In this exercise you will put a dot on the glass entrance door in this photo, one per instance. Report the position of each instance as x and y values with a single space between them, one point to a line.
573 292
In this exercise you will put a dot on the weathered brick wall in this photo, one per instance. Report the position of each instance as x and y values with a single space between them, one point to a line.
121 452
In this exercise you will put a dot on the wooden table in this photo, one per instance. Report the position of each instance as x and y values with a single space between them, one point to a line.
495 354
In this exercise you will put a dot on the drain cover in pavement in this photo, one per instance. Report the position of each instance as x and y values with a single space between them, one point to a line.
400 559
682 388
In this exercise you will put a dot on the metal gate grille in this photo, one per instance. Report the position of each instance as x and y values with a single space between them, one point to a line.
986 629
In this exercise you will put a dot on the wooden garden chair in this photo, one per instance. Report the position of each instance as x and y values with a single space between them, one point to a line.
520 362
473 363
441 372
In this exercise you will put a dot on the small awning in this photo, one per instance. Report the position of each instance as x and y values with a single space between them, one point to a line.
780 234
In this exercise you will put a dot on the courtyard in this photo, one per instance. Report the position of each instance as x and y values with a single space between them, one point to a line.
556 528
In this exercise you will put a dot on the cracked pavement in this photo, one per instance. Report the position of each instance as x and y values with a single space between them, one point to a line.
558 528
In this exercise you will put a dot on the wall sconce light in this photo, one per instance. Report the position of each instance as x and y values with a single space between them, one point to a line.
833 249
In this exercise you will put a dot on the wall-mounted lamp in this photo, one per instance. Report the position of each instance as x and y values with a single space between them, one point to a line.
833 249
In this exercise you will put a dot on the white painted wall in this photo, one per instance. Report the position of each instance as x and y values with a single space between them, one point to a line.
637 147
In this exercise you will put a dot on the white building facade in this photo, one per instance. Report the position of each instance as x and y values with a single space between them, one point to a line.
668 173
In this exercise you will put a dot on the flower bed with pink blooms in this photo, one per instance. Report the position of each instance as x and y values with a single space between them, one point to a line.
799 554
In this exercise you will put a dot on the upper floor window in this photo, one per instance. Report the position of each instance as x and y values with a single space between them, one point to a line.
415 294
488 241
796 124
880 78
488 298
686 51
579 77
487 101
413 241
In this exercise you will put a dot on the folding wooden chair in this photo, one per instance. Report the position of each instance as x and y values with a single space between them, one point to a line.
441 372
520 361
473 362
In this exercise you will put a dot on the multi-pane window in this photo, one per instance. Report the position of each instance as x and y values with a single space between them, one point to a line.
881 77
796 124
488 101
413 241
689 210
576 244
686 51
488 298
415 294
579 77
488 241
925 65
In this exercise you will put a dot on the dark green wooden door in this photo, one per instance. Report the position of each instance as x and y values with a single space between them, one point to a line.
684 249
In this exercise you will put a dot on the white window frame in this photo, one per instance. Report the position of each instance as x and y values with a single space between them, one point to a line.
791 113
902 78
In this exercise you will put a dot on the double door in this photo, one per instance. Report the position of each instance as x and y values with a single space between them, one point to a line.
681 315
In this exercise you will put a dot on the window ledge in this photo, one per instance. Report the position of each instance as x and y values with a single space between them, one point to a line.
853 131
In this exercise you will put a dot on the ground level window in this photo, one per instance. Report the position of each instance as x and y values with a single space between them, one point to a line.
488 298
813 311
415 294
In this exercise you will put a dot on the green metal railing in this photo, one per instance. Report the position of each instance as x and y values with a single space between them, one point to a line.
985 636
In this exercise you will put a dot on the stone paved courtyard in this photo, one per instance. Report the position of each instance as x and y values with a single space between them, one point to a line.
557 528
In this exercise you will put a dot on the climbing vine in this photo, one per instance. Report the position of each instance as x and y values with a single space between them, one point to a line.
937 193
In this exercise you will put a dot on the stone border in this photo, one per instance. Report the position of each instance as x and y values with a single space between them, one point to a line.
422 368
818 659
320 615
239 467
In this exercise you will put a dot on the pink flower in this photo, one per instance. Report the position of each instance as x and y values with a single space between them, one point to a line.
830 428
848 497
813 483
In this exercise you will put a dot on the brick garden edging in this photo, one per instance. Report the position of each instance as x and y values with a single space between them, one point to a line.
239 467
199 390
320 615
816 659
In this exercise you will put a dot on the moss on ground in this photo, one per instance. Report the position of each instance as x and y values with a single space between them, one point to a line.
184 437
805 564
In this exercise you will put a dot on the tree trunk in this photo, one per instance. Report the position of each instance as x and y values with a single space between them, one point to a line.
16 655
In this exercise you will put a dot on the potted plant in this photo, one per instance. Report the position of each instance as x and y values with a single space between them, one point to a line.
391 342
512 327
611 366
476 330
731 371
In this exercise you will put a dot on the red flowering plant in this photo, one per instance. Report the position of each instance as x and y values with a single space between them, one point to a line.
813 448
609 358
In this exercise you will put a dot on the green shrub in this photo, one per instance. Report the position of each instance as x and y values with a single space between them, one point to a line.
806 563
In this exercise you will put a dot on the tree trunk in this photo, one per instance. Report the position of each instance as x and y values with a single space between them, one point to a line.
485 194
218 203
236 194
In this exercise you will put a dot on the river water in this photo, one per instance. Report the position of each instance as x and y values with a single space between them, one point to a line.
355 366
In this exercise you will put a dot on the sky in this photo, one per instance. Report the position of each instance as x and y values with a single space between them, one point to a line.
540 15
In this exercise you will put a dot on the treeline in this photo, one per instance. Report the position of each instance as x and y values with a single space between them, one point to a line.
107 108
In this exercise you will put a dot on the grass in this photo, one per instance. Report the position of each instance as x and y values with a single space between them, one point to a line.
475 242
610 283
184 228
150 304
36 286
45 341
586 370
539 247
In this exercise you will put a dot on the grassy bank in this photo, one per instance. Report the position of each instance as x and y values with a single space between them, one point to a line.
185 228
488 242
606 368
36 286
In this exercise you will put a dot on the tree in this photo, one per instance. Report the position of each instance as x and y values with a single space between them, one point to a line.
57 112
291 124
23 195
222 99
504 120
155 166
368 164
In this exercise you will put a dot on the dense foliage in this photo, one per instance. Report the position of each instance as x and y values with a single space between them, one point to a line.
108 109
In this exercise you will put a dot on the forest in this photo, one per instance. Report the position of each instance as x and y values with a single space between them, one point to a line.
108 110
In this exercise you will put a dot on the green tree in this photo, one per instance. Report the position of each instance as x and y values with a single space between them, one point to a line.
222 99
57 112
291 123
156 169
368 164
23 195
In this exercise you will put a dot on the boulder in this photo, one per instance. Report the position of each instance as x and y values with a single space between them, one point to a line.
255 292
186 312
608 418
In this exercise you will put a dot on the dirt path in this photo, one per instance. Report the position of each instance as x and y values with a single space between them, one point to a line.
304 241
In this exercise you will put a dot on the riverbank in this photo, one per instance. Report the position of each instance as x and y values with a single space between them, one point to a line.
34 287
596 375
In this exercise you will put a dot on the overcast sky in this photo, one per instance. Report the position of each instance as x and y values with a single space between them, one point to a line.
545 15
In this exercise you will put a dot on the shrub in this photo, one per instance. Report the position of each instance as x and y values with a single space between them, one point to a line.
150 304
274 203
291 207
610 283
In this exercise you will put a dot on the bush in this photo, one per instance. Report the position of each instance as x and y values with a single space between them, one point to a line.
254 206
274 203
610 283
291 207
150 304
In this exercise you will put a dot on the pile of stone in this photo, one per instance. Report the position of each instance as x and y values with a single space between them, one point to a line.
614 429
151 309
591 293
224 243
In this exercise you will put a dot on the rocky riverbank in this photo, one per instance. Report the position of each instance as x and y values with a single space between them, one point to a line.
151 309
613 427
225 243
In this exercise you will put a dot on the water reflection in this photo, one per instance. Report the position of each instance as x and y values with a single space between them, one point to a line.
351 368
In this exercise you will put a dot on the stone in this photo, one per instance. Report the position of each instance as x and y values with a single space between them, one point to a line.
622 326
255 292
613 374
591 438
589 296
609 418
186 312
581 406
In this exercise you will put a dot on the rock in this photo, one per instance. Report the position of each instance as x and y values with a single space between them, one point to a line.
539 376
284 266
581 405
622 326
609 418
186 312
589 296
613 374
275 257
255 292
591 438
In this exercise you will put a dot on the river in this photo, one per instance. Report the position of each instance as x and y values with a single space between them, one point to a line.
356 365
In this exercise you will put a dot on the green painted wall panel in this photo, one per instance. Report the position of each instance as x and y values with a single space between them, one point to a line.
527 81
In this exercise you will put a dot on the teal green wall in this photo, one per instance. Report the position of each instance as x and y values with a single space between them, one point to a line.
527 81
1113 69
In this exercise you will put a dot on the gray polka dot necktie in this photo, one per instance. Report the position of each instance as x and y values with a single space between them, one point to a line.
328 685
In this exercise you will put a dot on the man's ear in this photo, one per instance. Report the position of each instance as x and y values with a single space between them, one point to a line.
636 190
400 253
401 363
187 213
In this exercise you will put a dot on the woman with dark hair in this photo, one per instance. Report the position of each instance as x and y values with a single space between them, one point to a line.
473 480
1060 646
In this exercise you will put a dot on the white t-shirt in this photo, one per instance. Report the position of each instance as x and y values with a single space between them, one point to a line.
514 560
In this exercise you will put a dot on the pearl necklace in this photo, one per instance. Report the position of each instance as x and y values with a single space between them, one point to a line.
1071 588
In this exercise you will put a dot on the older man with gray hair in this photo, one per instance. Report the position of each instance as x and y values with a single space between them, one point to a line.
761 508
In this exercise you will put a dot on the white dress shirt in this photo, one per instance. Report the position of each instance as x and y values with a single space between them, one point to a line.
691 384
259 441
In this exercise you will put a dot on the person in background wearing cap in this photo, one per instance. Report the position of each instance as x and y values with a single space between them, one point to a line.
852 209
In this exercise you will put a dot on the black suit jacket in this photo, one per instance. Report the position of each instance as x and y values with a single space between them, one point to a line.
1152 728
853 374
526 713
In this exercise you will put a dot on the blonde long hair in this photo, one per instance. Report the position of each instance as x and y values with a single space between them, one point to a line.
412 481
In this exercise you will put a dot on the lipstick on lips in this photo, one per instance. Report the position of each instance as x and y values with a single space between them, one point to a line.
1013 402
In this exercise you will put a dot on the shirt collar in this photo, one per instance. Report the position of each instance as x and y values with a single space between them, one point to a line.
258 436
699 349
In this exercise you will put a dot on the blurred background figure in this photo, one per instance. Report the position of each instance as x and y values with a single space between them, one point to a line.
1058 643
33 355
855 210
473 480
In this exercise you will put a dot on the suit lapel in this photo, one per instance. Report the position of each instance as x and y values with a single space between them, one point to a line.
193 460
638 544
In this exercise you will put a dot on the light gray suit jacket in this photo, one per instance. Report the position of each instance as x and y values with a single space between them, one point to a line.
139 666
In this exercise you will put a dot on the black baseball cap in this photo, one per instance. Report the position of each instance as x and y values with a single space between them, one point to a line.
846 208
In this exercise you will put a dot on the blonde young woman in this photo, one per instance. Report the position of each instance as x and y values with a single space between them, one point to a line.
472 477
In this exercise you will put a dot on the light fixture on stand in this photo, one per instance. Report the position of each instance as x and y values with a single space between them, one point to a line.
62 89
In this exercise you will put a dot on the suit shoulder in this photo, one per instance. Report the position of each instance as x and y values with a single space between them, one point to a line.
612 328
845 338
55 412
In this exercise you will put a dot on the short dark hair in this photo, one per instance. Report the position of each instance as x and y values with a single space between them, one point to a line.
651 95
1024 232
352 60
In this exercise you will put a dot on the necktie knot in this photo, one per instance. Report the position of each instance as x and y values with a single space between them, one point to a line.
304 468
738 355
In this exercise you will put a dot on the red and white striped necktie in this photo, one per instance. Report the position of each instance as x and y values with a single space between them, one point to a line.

——————————

Rewrite everything from the line containing "the suit shoulder" down to the last of the lines above, putting "tie" wherever "necktie" appears and keeping everything else the same.

In this exercise you will put a dot on the suit shoulder in this photo, one per instance. Report the position of each instance as x and y values with a single space between them, one point to a line.
612 328
845 338
55 412
In this exercise you will put a dot on the short dark hair in this photo, one per instance. Report the position of each instance as x and y values with a single space between them, one point to a line.
651 95
1024 232
352 60
In this exercise you will put a dot on the tie knot in this photo, one per instance. Report the position of each instance as x and y values with a single space between them, one point to a line.
304 468
738 355
In this exercise you will put a dot on the red and white striped tie in this photo, one per instance. Report the position of each instance as x and y values with a single space between them, one point to a line.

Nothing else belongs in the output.